• _Your task_:
Please print exactly the lines running from the one that contains "picture with black" to the end of the data, with both lines included.

** start of Dataset extract **

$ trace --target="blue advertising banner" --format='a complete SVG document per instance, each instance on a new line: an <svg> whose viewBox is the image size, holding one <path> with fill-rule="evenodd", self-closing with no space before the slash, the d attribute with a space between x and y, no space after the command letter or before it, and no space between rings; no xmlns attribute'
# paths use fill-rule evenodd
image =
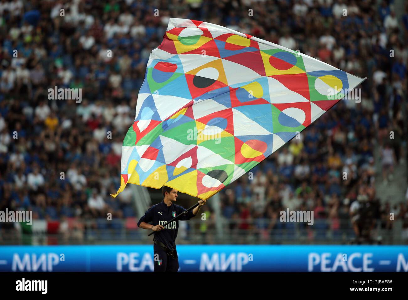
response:
<svg viewBox="0 0 408 300"><path fill-rule="evenodd" d="M408 272L407 246L180 245L185 272ZM2 246L0 271L151 272L152 245Z"/></svg>

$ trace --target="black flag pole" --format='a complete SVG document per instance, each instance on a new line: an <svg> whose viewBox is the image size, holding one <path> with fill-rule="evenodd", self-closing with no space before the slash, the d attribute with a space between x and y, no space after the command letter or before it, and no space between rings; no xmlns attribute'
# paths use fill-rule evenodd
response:
<svg viewBox="0 0 408 300"><path fill-rule="evenodd" d="M197 202L194 205L193 205L191 207L190 207L190 208L189 208L188 209L186 209L186 210L185 210L184 211L183 211L181 213L179 213L178 215L176 216L173 219L172 219L171 220L168 222L166 222L166 223L165 223L162 226L163 227L164 227L165 226L166 226L166 225L167 225L167 224L168 224L170 222L173 222L173 221L174 221L174 220L176 220L176 219L178 219L180 217L182 217L182 216L184 216L186 213L187 213L189 211L190 211L191 210L191 209L194 209L195 208L195 207L197 207L198 206L198 205L199 205L199 204L198 204L198 202ZM150 233L149 233L149 234L148 234L147 236L151 236L152 234L153 234L153 233L154 233L155 232L155 231L152 231Z"/></svg>

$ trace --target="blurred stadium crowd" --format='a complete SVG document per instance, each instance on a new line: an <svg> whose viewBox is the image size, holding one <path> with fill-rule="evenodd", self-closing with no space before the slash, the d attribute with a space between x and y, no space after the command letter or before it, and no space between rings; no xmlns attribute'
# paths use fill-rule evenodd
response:
<svg viewBox="0 0 408 300"><path fill-rule="evenodd" d="M50 221L106 218L108 211L136 216L130 189L116 200L109 194L120 185L122 139L150 53L171 16L224 26L368 78L358 87L361 102L340 101L220 193L223 215L238 221L231 229L279 229L279 211L289 208L313 210L315 220L329 220L324 229L340 232L350 226L351 204L362 199L373 203L383 228L391 226L392 208L408 231L406 203L394 209L376 196L403 162L407 133L401 106L408 10L398 18L393 4L0 0L0 210L24 207ZM82 102L49 100L55 86L82 88ZM377 144L382 183L375 180ZM257 225L262 218L269 221Z"/></svg>

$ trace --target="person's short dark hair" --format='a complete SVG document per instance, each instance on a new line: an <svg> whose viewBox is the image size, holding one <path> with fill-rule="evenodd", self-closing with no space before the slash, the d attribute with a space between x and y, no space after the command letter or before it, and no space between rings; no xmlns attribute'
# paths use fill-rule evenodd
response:
<svg viewBox="0 0 408 300"><path fill-rule="evenodd" d="M171 191L173 188L172 187L166 187L165 185L163 186L163 187L162 188L162 193L163 193L163 197L166 197L165 193L167 192L169 194L170 193L170 192Z"/></svg>

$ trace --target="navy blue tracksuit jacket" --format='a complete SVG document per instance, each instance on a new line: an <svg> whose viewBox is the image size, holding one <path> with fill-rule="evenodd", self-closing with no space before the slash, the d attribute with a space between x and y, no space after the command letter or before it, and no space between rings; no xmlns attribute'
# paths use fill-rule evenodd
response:
<svg viewBox="0 0 408 300"><path fill-rule="evenodd" d="M137 226L139 227L142 222L146 223L152 222L152 224L155 226L158 224L162 225L165 222L170 221L185 210L186 209L184 207L175 204L174 202L172 202L171 205L168 207L164 201L162 201L148 209L143 216L139 220ZM174 249L175 248L175 242L178 231L179 220L188 220L195 216L195 215L193 213L193 210L192 209L185 215L168 224L164 229L160 231L155 231L153 234L156 240L161 242L170 250ZM154 249L155 251L162 251L162 249L156 244L154 244Z"/></svg>

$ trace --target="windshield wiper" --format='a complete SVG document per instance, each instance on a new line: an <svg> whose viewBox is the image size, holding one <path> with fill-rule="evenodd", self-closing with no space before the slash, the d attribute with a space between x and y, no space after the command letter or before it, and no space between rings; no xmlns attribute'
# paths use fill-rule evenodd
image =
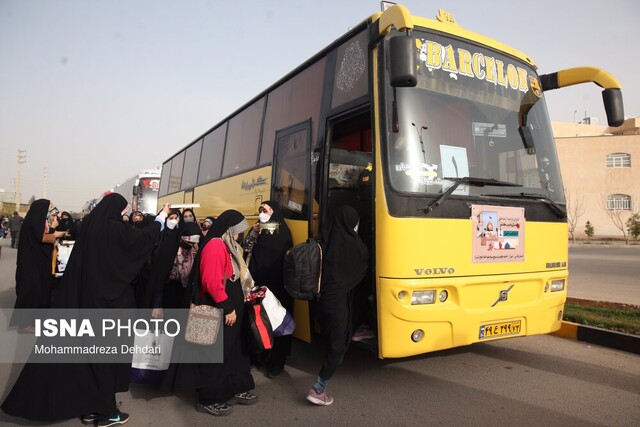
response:
<svg viewBox="0 0 640 427"><path fill-rule="evenodd" d="M440 206L442 202L444 202L445 199L447 199L451 195L451 193L456 191L456 188L458 188L460 184L472 185L474 187L484 187L485 185L492 185L495 187L522 187L522 185L520 184L514 184L513 182L507 182L507 181L498 181L495 178L473 178L473 177L467 176L464 178L442 178L442 179L446 181L453 181L453 185L447 188L447 191L442 193L440 197L438 197L433 202L431 202L429 206L427 206L426 208L420 208L420 210L423 210L426 213L431 212L434 208Z"/></svg>
<svg viewBox="0 0 640 427"><path fill-rule="evenodd" d="M542 200L544 201L551 210L558 215L560 218L567 217L567 210L551 200L549 196L540 193L518 193L518 194L483 194L486 197L506 197L510 199L533 199L533 200Z"/></svg>

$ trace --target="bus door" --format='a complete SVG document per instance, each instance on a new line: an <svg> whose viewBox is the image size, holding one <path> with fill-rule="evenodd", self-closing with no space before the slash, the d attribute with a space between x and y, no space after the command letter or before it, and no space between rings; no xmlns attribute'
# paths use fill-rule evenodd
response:
<svg viewBox="0 0 640 427"><path fill-rule="evenodd" d="M271 200L282 211L293 243L305 241L313 231L311 204L311 120L276 131L271 170ZM294 336L311 341L307 301L294 300Z"/></svg>
<svg viewBox="0 0 640 427"><path fill-rule="evenodd" d="M350 205L358 211L358 234L369 249L369 270L356 287L352 320L354 328L367 324L373 329L376 310L371 306L375 301L371 111L367 107L341 114L329 120L327 129L327 192L321 217L326 220L343 205Z"/></svg>

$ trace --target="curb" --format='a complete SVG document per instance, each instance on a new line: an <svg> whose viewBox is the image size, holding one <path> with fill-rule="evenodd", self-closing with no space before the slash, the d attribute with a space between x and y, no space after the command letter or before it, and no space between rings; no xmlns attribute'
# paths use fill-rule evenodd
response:
<svg viewBox="0 0 640 427"><path fill-rule="evenodd" d="M560 329L553 332L552 335L640 354L640 336L637 335L623 334L565 321L562 321Z"/></svg>

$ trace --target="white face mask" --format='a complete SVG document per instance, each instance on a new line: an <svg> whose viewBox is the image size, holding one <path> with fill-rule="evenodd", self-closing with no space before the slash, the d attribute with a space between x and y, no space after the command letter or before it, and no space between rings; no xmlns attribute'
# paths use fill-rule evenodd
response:
<svg viewBox="0 0 640 427"><path fill-rule="evenodd" d="M260 212L258 214L258 218L260 219L260 222L268 222L269 219L271 219L271 215L266 212Z"/></svg>
<svg viewBox="0 0 640 427"><path fill-rule="evenodd" d="M127 204L127 207L124 208L124 210L122 212L120 212L120 216L131 216L131 212L133 212L133 209L131 209L131 205Z"/></svg>
<svg viewBox="0 0 640 427"><path fill-rule="evenodd" d="M197 234L193 236L182 236L182 240L185 242L198 243L200 242L200 236Z"/></svg>

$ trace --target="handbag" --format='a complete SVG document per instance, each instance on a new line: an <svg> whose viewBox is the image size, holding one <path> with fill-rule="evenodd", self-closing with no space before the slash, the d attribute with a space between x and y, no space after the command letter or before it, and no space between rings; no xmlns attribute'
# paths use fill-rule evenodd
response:
<svg viewBox="0 0 640 427"><path fill-rule="evenodd" d="M274 336L281 337L293 334L293 330L296 328L293 316L282 306L278 297L269 288L266 288L262 306L269 316Z"/></svg>
<svg viewBox="0 0 640 427"><path fill-rule="evenodd" d="M224 315L221 308L191 303L184 340L198 345L215 344L223 318Z"/></svg>
<svg viewBox="0 0 640 427"><path fill-rule="evenodd" d="M266 294L266 286L253 288L247 296L247 328L254 351L271 350L273 348L273 328L262 301Z"/></svg>
<svg viewBox="0 0 640 427"><path fill-rule="evenodd" d="M171 362L173 337L162 332L147 331L135 334L134 346L153 351L135 352L131 361L129 382L137 384L160 384Z"/></svg>

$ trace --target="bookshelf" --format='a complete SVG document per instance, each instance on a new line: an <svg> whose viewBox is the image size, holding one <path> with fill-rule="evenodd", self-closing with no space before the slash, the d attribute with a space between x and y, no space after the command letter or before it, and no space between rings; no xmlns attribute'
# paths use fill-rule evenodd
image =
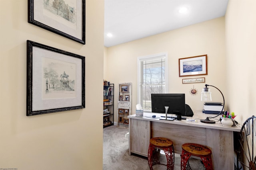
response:
<svg viewBox="0 0 256 170"><path fill-rule="evenodd" d="M128 127L131 115L132 103L132 83L118 84L118 99L117 106L118 121L120 126Z"/></svg>
<svg viewBox="0 0 256 170"><path fill-rule="evenodd" d="M103 81L103 127L114 125L114 84Z"/></svg>

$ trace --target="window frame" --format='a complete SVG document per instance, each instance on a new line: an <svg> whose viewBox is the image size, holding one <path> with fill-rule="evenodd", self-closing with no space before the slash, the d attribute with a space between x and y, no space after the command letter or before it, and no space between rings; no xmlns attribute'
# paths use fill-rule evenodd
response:
<svg viewBox="0 0 256 170"><path fill-rule="evenodd" d="M141 91L142 90L142 85L140 84L141 81L140 80L142 78L142 77L140 75L140 63L142 61L145 61L147 60L151 60L152 59L165 58L165 89L166 92L165 93L168 93L168 57L167 53L161 53L154 55L143 56L138 57L137 58L137 104L139 104L141 105L140 99L140 94L141 94ZM144 110L144 112L151 112L151 110Z"/></svg>

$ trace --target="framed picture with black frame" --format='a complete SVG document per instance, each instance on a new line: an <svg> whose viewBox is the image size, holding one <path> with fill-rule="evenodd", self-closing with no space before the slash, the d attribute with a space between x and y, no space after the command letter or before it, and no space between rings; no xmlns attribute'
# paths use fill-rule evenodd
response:
<svg viewBox="0 0 256 170"><path fill-rule="evenodd" d="M28 0L28 22L85 44L85 0Z"/></svg>
<svg viewBox="0 0 256 170"><path fill-rule="evenodd" d="M85 57L27 41L27 116L85 107Z"/></svg>
<svg viewBox="0 0 256 170"><path fill-rule="evenodd" d="M179 59L179 76L207 75L207 55Z"/></svg>

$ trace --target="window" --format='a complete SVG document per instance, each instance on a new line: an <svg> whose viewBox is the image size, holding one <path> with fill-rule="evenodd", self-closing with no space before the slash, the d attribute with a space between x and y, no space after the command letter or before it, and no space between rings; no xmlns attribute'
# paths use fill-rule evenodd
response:
<svg viewBox="0 0 256 170"><path fill-rule="evenodd" d="M139 57L138 103L145 111L151 111L151 94L167 92L166 54Z"/></svg>

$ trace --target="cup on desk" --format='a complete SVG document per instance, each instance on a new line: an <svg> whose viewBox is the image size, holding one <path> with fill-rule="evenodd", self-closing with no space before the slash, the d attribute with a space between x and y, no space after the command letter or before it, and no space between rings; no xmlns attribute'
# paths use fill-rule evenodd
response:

** end of Dataset extract **

• _Expected answer_:
$ trace --target="framed picture with black frame" --format='a complete SVG document per instance, each instance on a new line: an <svg> whose viewBox is the image size, holding one <path> with fill-rule="evenodd", self-closing with no space before the slash, the d attribute with a space between x and y, no space after the command letter or before it, and no space between rings; no xmlns attribute'
# paths use fill-rule evenodd
response:
<svg viewBox="0 0 256 170"><path fill-rule="evenodd" d="M28 0L28 22L85 44L85 0Z"/></svg>
<svg viewBox="0 0 256 170"><path fill-rule="evenodd" d="M85 57L27 41L27 116L85 107Z"/></svg>
<svg viewBox="0 0 256 170"><path fill-rule="evenodd" d="M179 59L179 76L207 75L207 55Z"/></svg>

$ trace --target="window" --format='a complete SVG document per instance, each instance on a new line: an <svg> whose viewBox is the image size, holding one <path> with fill-rule="evenodd", self-closing with no space before the slash, the d attribute with a space between x and y, no space after the command letter or before it, and no space between rings; no xmlns attribute'
# paths use fill-rule evenodd
response:
<svg viewBox="0 0 256 170"><path fill-rule="evenodd" d="M139 57L138 103L145 111L151 111L151 94L167 92L166 54Z"/></svg>

$ trace --target="cup on desk" --format='a complete SVG document per instance, each instance on a new line: an <svg> whose viewBox is the image size, holding one <path> with fill-rule="evenodd", self-closing with no space before the slash, the d attribute with a space between x and y, no space after the command letter or before it, and no space between rings; no xmlns attribute'
# paths use fill-rule evenodd
response:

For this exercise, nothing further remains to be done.